_取り組む課題_.
A. タレンフルビルに関する文章によると、ラットでタレンフルビル単独の作用を測定できるのはなぜですか。
B. タレンフルビルに関する文章を、最後の文に続けて書き進めてください。

_提示文章_.
((
タレンフルビル(又はその薬学的に許容される塩及び誘導体)と組み合わされる、例えば全身適用する医薬として製造され及び固定した組み合わせとして医学的に使用することができる他の有効物質として、痛みを伴う神経障害の治療のために使用される全ての有効物質、例えば抗抑鬱剤(アミトリプチリン、ノルトリプチリン;デシプラミン、マプロチリン、ベンラファキシン、デュロキセチン、ブプロピオン)、抗痙攣剤(カルバマゼピン、オキシカルバゼピン、ラモトリギン、ガバペンチン、プレガバリン)、オピオイド(トラマドール、モルフィン、オキシコドン)、カンナビノイド(テトラヒドロ−カンナビノール)、筋弛緩剤(バクロフェン)、NMDAアンタゴニスト(デキストロメトルファン、ケタミン、メマンチン)、又はラジカルスカベンジャー(アルファ−リポ酸)が適している。局所的に適用される医薬のために、タレンフルビル又はその薬学的に許容される塩もしくは誘導体のための組み合わせ有効物質として、局所的鎮痛剤(例えばカプサイシン、リドカイン及びベンゾカイン)が挙げられる。
薬学的に許容される助剤とは、本発明の場合に、調製物に応じて、担持剤、例えばデンプン、糖、微結晶性セルロース、希釈剤、造粒助剤、滑剤、結合剤、崩壊促進剤などであると解釈される。タレンフルビルを含む医薬のための特に有利な薬学的調製物は、欧州特許第0607128号明細書、欧州特許第0641200号明細書及び欧州特許第0615440号明細書に記載されている。
次の実施例は、本発明を詳細に説明するが、しかしながら本発明はこの具体的に記載された実施態様に制限されるものではない。他に記載がない限り、部及び%の全体の表示は本発明の範囲内で、組成物/混合物の質量又は全質量に対する。
神経障害の場合の臨床的痛みの症状の本質的な要素を示す動物モデルとして、絞扼性神経損傷モデル(CCIモデル)[Bennet GJ, Xie YK著: A peripheral mononeuropathy in rat that produces disorders of pain sensation like those seen in man. Pain 1988, 33:87-107]及び坐骨神経損傷モデル(SNIモデル)[Decosterd I, Woolf CJ著: Spared Nerve injury: an animal model of persistent peripherel neuropathic pain. Pain 2000, 87:149-158]を使用した。両方のモデルの場合に、実験動物に手術により限定的な神経障害を与える。動物の痛みの挙動に基づいて、痛みを伴う神経障害の場合に物質の有効性を定量的に測定することができる。この試験は、ラットに関する公開されたモデルに従って実施した。ラットにおいて、タレンフルビルの単独の作用を測定することができる、それというのも、ヒトと同様にラットでは、タレンフルビルが実際にS−フルルビプロフェンに反転しないためである。これは、たいていの他の実験動物種にとっては当てはまらない。
))
_項目の抜粋_.
((
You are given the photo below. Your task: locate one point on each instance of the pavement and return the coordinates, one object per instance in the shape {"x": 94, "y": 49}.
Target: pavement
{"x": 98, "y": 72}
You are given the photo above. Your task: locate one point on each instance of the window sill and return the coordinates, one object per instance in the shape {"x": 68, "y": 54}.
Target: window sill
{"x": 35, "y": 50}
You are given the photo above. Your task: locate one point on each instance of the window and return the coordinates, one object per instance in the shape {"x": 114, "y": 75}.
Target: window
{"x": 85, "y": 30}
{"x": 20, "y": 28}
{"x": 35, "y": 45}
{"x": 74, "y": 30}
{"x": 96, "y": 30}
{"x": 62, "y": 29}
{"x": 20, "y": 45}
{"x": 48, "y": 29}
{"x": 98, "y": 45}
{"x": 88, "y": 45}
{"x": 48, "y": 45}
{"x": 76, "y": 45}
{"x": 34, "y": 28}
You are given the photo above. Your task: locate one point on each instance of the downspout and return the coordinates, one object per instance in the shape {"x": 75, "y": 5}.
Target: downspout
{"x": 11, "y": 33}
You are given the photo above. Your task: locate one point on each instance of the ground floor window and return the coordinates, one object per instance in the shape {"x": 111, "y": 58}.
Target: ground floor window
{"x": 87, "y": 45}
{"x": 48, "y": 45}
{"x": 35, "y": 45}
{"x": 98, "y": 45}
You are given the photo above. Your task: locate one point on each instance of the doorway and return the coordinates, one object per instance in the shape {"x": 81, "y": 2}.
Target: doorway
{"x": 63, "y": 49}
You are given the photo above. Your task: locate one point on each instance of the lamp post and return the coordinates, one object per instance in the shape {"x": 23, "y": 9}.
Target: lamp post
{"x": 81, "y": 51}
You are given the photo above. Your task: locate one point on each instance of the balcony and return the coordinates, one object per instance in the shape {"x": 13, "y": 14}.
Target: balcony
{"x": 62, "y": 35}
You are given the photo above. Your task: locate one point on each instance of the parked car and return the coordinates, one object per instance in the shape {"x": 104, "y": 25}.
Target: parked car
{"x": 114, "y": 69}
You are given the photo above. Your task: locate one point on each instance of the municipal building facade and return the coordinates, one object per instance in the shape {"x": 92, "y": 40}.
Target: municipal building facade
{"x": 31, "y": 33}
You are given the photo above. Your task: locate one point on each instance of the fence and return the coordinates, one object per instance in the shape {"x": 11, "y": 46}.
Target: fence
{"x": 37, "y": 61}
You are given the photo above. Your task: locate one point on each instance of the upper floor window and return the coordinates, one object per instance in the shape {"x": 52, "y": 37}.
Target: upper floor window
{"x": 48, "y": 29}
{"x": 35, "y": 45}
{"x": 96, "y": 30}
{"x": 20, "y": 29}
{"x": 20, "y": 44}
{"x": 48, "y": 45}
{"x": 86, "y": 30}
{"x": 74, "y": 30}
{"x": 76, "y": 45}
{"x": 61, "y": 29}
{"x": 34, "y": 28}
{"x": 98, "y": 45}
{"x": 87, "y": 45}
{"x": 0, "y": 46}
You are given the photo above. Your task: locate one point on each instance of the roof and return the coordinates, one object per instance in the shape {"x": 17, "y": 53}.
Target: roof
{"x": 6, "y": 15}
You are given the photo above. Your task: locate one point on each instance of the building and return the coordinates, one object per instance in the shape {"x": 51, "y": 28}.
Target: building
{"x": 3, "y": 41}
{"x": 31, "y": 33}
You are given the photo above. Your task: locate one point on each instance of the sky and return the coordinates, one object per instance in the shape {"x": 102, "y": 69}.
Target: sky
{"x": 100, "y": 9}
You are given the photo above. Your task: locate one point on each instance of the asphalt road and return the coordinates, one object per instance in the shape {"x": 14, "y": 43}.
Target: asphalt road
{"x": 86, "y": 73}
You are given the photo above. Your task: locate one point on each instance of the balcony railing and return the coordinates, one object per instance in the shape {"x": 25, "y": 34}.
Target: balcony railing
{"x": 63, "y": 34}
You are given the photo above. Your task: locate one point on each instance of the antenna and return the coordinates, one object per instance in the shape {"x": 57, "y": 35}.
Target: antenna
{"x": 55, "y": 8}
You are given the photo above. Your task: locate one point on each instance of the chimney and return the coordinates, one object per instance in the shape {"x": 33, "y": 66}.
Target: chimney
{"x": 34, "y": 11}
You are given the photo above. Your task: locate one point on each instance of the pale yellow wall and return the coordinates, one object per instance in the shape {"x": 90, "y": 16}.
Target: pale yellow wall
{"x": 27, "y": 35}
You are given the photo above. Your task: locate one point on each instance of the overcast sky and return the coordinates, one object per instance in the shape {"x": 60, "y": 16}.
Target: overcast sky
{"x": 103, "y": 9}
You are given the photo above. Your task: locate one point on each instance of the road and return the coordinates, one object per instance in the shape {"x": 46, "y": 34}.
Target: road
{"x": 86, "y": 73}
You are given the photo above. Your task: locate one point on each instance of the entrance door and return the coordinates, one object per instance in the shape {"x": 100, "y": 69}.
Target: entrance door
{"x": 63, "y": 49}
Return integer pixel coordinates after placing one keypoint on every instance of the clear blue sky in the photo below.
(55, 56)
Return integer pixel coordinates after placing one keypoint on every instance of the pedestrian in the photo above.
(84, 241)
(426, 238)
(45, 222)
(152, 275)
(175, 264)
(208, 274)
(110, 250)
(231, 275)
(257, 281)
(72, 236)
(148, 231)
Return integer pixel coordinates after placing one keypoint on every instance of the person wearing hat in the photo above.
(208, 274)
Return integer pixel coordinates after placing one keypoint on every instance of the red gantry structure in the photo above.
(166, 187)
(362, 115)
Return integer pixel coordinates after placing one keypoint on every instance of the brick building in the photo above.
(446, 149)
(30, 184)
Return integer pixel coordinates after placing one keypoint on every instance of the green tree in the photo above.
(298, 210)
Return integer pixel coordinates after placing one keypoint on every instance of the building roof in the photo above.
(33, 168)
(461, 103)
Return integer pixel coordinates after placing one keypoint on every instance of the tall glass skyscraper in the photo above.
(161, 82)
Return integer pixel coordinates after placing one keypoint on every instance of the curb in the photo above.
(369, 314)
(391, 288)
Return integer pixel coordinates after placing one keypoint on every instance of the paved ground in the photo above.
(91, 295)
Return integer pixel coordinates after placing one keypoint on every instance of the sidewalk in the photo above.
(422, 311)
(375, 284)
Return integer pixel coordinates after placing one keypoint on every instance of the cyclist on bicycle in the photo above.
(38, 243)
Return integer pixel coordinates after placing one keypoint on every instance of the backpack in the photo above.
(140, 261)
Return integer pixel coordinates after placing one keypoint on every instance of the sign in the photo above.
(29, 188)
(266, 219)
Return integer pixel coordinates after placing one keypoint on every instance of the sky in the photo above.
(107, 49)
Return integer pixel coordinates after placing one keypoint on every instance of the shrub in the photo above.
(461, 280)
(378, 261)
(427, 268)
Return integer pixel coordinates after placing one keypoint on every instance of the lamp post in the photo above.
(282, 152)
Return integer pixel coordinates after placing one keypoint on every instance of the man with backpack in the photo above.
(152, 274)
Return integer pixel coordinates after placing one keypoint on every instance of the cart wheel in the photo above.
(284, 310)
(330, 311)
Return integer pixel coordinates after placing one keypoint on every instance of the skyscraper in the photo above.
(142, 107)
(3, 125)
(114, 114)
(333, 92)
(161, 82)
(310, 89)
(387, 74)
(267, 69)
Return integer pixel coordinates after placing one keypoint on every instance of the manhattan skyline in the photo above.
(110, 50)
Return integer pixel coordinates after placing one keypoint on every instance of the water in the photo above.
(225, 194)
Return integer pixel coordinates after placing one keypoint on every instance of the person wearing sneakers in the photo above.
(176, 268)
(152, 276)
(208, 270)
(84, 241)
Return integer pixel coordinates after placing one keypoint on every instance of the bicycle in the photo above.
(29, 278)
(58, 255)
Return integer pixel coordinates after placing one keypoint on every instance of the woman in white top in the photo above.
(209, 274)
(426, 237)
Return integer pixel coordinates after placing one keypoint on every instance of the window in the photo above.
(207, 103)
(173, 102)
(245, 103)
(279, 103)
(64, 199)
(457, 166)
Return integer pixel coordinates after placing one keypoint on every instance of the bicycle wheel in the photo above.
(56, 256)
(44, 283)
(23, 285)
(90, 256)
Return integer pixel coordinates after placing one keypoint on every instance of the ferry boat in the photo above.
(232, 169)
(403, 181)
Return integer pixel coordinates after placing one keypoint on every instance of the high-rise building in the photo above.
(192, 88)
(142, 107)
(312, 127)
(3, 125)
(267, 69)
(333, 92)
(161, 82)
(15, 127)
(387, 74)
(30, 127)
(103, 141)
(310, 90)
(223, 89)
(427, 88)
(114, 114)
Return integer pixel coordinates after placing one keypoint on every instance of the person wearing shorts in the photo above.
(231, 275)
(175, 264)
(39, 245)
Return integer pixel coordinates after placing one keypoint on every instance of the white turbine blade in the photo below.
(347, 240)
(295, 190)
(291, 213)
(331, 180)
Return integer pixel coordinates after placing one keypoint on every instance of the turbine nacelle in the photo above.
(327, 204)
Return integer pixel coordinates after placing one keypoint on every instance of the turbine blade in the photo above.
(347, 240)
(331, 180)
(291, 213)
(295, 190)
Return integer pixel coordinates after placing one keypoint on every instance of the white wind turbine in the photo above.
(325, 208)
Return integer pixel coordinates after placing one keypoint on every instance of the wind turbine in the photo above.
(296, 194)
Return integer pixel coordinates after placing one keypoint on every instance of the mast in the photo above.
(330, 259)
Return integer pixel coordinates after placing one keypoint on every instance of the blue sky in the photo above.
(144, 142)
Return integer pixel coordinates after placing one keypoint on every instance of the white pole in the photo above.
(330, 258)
))
_回答一覧_.
A. ヒトと同様にラットでは、タレンフルビルが実際にS−フルルビプロフェンに反転しないためです。

B.
第1の試験シリーズの場合に、前記実験動物に手術によりSNIモデルに従い又はCCIモデルに従い神経損傷を与えた。手術後の10日〜21日目から、それぞれ12匹の動物のグループは、一日に二回腹膜腔内に試験物質が投与された。SNIモデルによる試験の場合に適用あたり、それぞれ体重1kgに対して、2.5;4.5又は9mgのタレンフルビル(RF2.5、RF4.5及びRF9として表す)、4.5mgのS−フルルビプロフェン(SF4.5)、純粋な賦形剤(賦形剤−対照として表す)又は25mgのガバペンチン(Gaba25−参照物質として表す)を投与した。痛みを伴う神経障害に対して典型的な挙動パラメータを測定した、つまり機械的アロディニアをフォンフレー知覚テスター(von Frey Aestesiometer)によって、寒冷アロディニアをアセトン試験によって及び寒冷痛覚過敏を2℃に冷却したプレートによって測定した。CCIモデルによる試験の場合には、1グループあたり、4.5又は9mg/kg体重のタレンフルビル(Rf4.5及びRF9)、9mg/kg体重のS−フルルビプロフェン(SF9)又は賦形剤を投与した。同様に機械的/静的アロディニアをフォンフレーハール試験(von Frey Haar Test)によって、寒冷アロディニアをアセトン試験によって及び寒冷痛覚過敏を2℃に冷却したプレートによって測定した。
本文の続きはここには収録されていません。